=== Work required ===
Return the passage of the Emma Watson article that begins at the words "Emma Watson's new" and stops after the words "Pizzello/Invision/AP)(Credit: Chris Pizzello/invision/ap)", copied exactly.
# START OF Document segment
Emma Watson’s new fantasy role: Teen ‘Wallflower’

Topics: From the Wires,

Emma Watson's new fantasy role: Teen 'Wallflower'Emma Watson, a cast member in "The Perks of Being a Wallflower," poses for a portrait at the 2012 Toronto Film Festival, Sunday, Sept. 9, 2012, in Toronto. (Photo by Chris Pizzello/Invision/AP)(Credit: Chris Pizzello/invision/ap)

TORONTO (AP) — Emma Watson is living out another fantasy — the life of a high school kid that she missed out on growing up in the Harry Potter fold.

For her first major film role since leaving the world of Potter behind, Watson chose “The Perks of Being a Wallflower,” in which she plays an American teen who’s part of a clique of hip outsiders at a Pittsburgh school.

The 22-year-old British actress said it gave her a taste of a whole different life considering her cloistered upbringing on the set of the Potter franchise, in which she was cast as bookish young hero Hermione Granger at age 9.

“It felt pretty exotic to me. It really did. It was a very voyeuristic experience,” Watson said in an interview Sunday at the Toronto International Film Festival, where “Perks” played ahead of its U.S. theatrical release Sept. 21. “Getting to go to Friday night football and Olive Garden, school dances and all of that stuff. That was really another world to me.”

She’s rich and world-famous because of the eight “Harry Potter” films, and Watson shares Hermione’s studiousness, spending a couple of years at Brown University years before launching into a busy post-”Potter” film schedule.

Yet for all the worldliness that comes with her Hollywood experience, Watson said that growing up in a bubble of celebrity has left her feeling like a kid when it comes to many things.

“There are some parts of me that feel very old, and then there are other parts of me that are, like, I have a sense of my own arrested development,” Watson said. “There are some parts of me right now that are probably going through adolescence.”

Her work ethic is fairly grown-up, though. While attending Brown and working on last year’s “Harry Potter” finale, Watson squeezed in a small role in the Marilyn Monroe drama “My Week with Marilyn.”
# END OF Document segment
# START OF Items
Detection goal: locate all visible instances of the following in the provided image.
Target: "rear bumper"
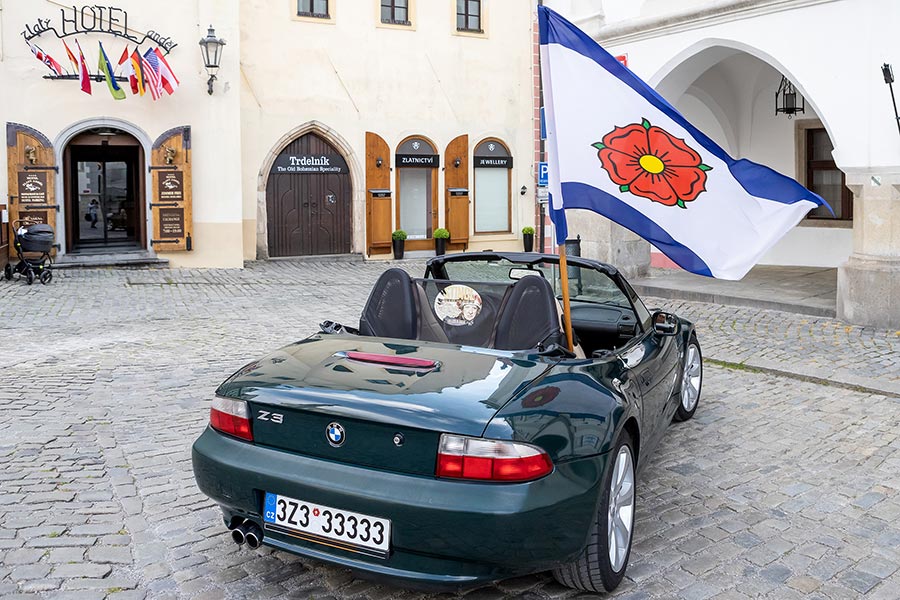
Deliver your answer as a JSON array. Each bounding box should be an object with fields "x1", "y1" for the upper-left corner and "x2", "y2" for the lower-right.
[{"x1": 193, "y1": 428, "x2": 607, "y2": 589}]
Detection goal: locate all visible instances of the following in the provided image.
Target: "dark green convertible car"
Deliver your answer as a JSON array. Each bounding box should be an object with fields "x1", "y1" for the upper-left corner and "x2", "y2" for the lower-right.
[{"x1": 193, "y1": 252, "x2": 702, "y2": 591}]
# END OF Items
=== Exercise response ===
Emma Watson's new fantasy role: Teen 'Wallflower'Emma Watson, a cast member in "The Perks of Being a Wallflower," poses for a portrait at the 2012 Toronto Film Festival, Sunday, Sept. 9, 2012, in Toronto. (Photo by Chris Pizzello/Invision/AP)(Credit: Chris Pizzello/invision/ap)